Problem statement
Could you copy exactly the lines from the one containing "Query: dark blue sky" through the last line of the records below, and nothing else?

[Records contained in a dataset]
*** Block opens ***
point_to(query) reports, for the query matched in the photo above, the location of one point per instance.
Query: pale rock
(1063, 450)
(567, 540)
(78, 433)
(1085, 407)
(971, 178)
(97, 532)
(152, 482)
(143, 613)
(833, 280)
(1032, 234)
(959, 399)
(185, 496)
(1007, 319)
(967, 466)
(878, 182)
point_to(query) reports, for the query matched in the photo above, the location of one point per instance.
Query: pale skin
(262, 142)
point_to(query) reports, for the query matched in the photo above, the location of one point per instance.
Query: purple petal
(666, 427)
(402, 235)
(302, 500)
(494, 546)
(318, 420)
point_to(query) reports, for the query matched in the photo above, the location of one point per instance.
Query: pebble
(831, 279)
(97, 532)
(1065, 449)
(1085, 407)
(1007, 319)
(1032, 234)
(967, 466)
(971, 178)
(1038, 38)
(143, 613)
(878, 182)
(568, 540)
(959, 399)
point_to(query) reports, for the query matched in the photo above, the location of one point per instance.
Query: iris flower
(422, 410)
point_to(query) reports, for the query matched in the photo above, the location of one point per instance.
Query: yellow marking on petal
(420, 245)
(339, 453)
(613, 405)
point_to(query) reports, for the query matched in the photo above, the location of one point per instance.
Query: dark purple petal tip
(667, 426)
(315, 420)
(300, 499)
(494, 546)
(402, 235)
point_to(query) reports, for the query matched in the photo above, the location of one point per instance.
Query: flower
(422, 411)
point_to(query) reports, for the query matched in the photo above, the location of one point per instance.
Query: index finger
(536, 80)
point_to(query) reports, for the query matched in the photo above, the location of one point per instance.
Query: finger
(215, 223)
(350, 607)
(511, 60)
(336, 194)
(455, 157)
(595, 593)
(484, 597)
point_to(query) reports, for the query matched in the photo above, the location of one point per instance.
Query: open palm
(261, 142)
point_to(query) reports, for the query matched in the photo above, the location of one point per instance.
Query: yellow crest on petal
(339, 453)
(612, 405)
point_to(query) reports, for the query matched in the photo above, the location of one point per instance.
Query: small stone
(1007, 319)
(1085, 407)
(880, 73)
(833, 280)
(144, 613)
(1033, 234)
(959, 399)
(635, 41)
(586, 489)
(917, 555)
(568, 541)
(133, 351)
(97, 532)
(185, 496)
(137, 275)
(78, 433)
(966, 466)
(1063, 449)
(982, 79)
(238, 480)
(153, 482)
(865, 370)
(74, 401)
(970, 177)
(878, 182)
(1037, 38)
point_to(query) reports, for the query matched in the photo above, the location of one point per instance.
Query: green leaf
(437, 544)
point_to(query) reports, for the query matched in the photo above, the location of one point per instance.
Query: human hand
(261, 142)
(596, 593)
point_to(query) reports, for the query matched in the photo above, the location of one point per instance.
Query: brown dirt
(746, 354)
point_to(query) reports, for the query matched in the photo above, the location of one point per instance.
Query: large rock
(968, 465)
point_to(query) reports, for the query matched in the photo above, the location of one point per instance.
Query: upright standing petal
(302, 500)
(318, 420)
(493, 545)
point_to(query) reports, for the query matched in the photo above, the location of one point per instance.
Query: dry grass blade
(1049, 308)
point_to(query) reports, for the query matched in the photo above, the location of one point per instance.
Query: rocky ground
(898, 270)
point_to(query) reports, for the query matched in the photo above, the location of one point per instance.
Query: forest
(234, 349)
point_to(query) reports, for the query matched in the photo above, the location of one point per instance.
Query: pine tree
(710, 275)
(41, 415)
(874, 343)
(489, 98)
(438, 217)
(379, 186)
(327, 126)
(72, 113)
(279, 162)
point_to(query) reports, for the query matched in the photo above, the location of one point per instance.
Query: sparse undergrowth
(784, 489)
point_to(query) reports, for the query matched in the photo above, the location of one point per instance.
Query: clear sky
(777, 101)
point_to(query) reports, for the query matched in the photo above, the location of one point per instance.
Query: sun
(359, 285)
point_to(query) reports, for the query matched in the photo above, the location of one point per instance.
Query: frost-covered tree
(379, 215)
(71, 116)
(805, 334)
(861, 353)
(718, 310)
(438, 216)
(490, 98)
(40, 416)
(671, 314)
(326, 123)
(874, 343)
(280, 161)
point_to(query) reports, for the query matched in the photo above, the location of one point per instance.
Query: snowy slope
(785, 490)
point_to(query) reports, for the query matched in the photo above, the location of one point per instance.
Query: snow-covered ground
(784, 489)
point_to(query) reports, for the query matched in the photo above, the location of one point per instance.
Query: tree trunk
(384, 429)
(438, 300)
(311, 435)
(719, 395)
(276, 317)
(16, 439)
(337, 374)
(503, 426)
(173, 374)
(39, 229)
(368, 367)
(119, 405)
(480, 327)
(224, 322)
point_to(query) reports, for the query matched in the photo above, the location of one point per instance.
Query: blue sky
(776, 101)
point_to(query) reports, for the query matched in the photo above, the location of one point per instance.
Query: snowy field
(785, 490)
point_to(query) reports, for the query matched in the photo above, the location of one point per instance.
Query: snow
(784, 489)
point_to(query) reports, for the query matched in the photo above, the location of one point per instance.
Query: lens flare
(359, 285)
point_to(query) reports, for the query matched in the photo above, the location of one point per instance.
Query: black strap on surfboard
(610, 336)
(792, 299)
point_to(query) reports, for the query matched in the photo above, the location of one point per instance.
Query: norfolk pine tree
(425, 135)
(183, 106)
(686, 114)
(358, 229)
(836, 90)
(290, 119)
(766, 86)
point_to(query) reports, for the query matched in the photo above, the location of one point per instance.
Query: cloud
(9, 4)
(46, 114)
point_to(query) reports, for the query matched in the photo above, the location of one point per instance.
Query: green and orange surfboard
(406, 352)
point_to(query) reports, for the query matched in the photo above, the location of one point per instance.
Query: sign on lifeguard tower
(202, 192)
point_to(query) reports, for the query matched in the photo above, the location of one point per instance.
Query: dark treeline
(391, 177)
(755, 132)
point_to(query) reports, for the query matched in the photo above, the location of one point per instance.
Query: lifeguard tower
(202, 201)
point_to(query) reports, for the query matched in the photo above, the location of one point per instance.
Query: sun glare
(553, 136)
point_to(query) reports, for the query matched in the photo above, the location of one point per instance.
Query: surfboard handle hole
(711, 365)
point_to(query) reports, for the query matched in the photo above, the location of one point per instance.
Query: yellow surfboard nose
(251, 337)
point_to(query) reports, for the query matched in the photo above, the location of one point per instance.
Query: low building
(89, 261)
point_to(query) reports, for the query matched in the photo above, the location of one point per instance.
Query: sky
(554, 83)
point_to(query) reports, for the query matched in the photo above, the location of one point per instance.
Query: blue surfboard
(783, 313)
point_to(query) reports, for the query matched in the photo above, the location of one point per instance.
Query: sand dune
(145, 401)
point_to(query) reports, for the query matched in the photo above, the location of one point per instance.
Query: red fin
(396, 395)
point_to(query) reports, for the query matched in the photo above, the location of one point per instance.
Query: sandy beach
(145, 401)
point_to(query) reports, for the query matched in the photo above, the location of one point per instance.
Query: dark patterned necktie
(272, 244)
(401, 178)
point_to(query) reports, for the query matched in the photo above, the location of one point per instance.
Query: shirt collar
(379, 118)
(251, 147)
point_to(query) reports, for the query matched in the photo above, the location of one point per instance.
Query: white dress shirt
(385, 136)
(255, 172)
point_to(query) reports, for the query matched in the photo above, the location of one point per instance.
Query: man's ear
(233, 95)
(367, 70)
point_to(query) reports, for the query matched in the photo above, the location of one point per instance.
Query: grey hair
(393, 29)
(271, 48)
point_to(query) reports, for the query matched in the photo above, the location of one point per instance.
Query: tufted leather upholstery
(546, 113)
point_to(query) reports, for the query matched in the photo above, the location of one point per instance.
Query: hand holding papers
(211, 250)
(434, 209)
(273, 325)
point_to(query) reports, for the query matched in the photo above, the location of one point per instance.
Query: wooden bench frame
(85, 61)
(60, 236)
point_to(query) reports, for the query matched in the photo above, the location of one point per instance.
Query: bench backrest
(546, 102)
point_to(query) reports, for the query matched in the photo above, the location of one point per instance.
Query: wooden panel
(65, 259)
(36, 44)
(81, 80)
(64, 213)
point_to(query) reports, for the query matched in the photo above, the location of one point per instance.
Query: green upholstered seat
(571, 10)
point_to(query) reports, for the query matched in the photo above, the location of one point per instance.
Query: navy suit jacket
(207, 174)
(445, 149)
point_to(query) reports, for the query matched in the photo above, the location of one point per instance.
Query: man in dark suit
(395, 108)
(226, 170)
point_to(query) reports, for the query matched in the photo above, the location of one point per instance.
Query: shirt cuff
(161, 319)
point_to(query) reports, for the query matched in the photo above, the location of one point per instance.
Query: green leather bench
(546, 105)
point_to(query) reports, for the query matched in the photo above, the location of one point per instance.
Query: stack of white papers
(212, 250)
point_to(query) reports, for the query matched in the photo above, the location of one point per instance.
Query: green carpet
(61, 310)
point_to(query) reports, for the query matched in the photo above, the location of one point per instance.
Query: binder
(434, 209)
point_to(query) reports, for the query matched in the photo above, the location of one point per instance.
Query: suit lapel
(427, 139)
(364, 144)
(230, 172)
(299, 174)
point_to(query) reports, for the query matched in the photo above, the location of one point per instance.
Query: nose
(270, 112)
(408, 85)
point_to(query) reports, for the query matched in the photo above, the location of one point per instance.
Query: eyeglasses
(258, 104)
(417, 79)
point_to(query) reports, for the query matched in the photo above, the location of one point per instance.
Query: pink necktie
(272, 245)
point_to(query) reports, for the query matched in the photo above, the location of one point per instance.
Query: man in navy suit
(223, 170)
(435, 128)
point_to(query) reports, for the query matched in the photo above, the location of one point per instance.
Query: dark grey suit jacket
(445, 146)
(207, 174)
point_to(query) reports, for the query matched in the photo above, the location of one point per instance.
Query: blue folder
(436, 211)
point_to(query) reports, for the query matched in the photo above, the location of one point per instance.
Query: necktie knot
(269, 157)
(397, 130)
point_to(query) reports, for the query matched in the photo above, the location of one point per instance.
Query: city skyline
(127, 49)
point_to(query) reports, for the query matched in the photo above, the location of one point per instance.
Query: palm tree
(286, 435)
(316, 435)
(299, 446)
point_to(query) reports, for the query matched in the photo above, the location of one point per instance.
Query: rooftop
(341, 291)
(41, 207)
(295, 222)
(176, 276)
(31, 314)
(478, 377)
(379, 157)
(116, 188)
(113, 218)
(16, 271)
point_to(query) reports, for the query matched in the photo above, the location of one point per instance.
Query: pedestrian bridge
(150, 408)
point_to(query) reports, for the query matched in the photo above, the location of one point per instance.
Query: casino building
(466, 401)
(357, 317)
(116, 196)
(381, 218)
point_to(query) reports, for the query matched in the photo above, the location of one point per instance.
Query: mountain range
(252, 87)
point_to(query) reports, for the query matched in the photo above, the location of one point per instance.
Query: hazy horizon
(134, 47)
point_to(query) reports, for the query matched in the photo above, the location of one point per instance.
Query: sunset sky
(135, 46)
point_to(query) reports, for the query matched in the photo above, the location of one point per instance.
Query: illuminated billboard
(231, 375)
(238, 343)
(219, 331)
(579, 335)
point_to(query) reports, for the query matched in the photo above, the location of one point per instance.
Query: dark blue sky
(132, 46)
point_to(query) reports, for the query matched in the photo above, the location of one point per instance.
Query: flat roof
*** Block closes ***
Finished exercise
Query: dark blue sky
(132, 46)
point_to(query) reports, for the query matched in the photo above, the location of one point per instance.
Query: flat roof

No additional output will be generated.